### À faire
[1] Recopiez le passage du débat budgétaire compris entre « M. Christian de » et « à M. Lachenaud. », ces deux passages inclus.
[2] D'après le débat budgétaire, les affirmations suivantes sont-elles vraies ? Répondez par oui ou par non en citant chaque fois les mots du texte qui le montrent. (a) Le groupe de M. de La Malène votera la motion déposée par la commission des finances. (b) M. Lachenaud trouve que le texte a été assez modifié. (c) M. Lachenaud annonce quatre réflexions.
[3] Reprenez le débat budgétaire là où il s'arrête et écrivez la suite.

### Texte source
=======

M. Philippe Marini, rapporteur général. Très bien !
M. Christian de La Malène. C'est cela que je vous reproche, c'est la contradiction entre votre politique et votre budget, c'est l'absence de volonté pour mettre sur pied un budget responsable !
Et je n'entre pas dans la logomachie puérile : dialogue républicain... budget de droite ou budget de gauche... Peu importe ! Il s'agit de faire un budget pour la France. Vouloir déterminer s'il est de gauche ou de droite, c'est de la puérilité, et je suis trop vieux pour être puéril !
Pour toutes ces raisons, mon groupe votera la motion tendant à opposer la question préalable déposée par la commission des finances. (Applaudissements sur les travées du RPR et sur le banc de la commission.)
M. Jean-Philippe Lachenaud. Je demande la parole pour explication de vote.
M. le président. La parole est à M. Lachenaud.
M. Jean-Philippe Lachenaud. Au terme de ce débat budgétaire, je tiens d'abord à me féliciter du dialogue très constructif, du dialogue républicain, qui s'est instauré tant au Sénat qu'à l'Assemblée nationale et qui a abouti à un texte modifié, même s'il ne l'est pas suffisamment à notre gré.
Ce dialogue a été rendu possible par le travail extrêmement important et de très grande qualité qu'ont tout particulièrement mené le rapporteur général et le président de la commission des finances et je veux leur en rendre hommage.
En ces dernières minutes et au moment où mon groupe s'apprête à voter la motion, je crois qu'il est souhaitable de se tourner délibérément vers l'avenir en se livrant à trois réflexions.
La première réflexion porte sur la question de savoir comment vous allez appliquer cette loi de finances, qui deviendra définitive aujourd'hui même.
Je dis, moi, que cette loi de finances est en quelque sorte une image virtuelle de votre politique budgétaire. Vous allez être obligé, dans le courant de l'année 1999, d'adapter votre politique budgétaire et de jouer de l'instrument qu'est la politique budgétaire par rapport à l'instrument qu'est la politique monétaire pour tenir compte de la conjoncture.
Nous déplorons le ralentissement de la croissance, mais force est de constater que nos interrogations rejoignent à ce propos celles des instituts de conjoncture. Peut-être se sont-elles parfois heurtées à trop de certitude de votre part ?
De grandes incertitudes pèsent sur la conjoncture économique, qui tiennent à l'évolution des prix, à l'évolution du dollar, à l'évolution de la croissance mondiale. Vous devrez nécessairement en tenir compte. Nous comprenons que le Gouvernement ait une vision volontariste de la croissance. Nous comprenons aussi que le moteur de la consommation doive être soutenu. Mais nous ne pouvons admettre que vous serez contraints d'adapter l'instrument budgétaire, et cela, sans doute, dès le début de l'année 1999.
Nous aurions vivement souhaité que, sur ce point, le débat ne soit pas escamoté.
Ma deuxième réflexion porte sur votre engagement de réfléchir, comme les institutions européennes vous y conduisent, au programme de stabilité. Mais c'est dès la préparation du budget de 2000, - pour ne rien dire des suivants -, que vous allez devoir songer aux moyens de freiner les dépenses.

=======

### Données extraites

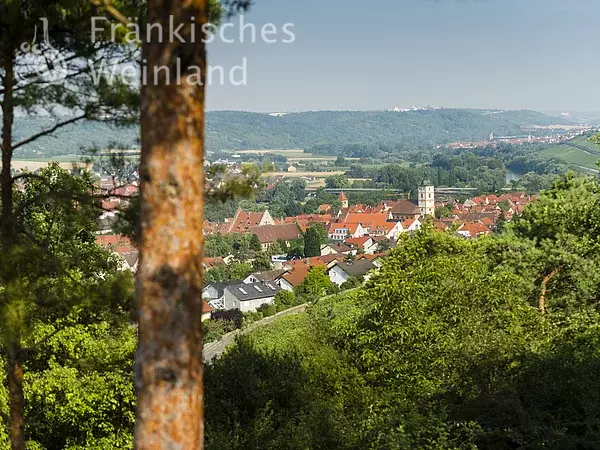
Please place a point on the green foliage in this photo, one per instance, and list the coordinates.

=======

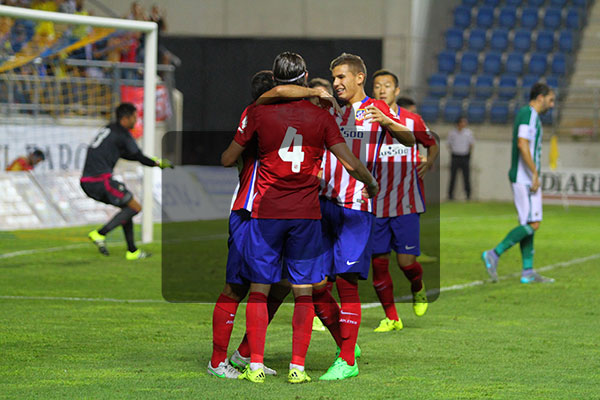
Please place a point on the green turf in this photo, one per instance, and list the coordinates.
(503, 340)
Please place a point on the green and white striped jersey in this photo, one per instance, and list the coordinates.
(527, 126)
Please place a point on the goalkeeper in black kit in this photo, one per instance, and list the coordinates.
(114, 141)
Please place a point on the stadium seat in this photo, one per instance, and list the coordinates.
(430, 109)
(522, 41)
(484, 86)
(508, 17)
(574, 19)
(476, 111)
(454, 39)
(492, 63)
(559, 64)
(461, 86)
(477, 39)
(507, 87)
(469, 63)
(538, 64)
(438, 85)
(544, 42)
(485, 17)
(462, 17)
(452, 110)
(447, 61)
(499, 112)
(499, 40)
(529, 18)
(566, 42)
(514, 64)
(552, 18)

=======

### Réponses
[1]
M. Christian de La Malène. C'est cela que je vous reproche, c'est la contradiction entre votre politique et votre budget, c'est l'absence de volonté pour mettre sur pied un budget responsable !
Et je n'entre pas dans la logomachie puérile : dialogue républicain... budget de droite ou budget de gauche... Peu importe ! Il s'agit de faire un budget pour la France. Vouloir déterminer s'il est de gauche ou de droite, c'est de la puérilité, et je suis trop vieux pour être puéril !
Pour toutes ces raisons, mon groupe votera la motion tendant à opposer la question préalable déposée par la commission des finances. (Applaudissements sur les travées du RPR et sur le banc de la commission.)
M. Jean-Philippe Lachenaud. Je demande la parole pour explication de vote.
M. le président. La parole est à M. Lachenaud.

[2]
(a) Oui : « mon groupe votera la motion tendant à opposer la question préalable déposée par la commission des finances ».
(b) Non : « même s'il ne l'est pas suffisamment à notre gré ».
(c) Non : « en se livrant à trois réflexions ».

[3]
En effet, faute d'un freinage des dépenses, il n'y aura ni réduction des prélèvements ni réduction des déficits. Le freinage des dépenses est bel et bien la clef !
Nous avons cru comprendre, à la lecture d'un journal du soir, avait qu'il y avait déjà un débat au sein du Gouvernement sur l'éventualité d'un tel freinage des dépenses.
Un budget de progrès n'est pas nécessairement un budget de progression des dépenses. Il va bien vous falloir, au cours des années 1999, 2000, 2001, vous livrer à cet examen critique des services votés et des mesures acquises, auquel M. le président de la commission des finances vous a invité à procéder. Dans certains pays, s'appliquent systématiquement des procédures annuelles permettant de réexaminer les services votés. Pourquoi ne ferions-nous pas de même pour certains budgets, par exemple celui de l'emploi, de manière à aboutir à des réformes structurelles ? En insistant, notamment, sur la nécessité de freiner les dépenses, la motion déposée par le rapporteur général montre que la commission des finances du Sénat souhaite participer aux réflexions à mener en vue de procéder à des réformes structurelles assurant véritablement ce freinage.
Ma troisième réflexion porte sur la méthode utilisée pour procéder à la réforme fiscale.
A cet égard, de nombreuses dispositions du texte initial étaient très imparfaites. Certaines ont été améliorées, et c'est heureux. Il est toutefois des modifications qui risquent fort d'accroître et le volume et la complexité des contentieux fiscaux ; l'administration fiscale aura fort à faire pour les dénouer.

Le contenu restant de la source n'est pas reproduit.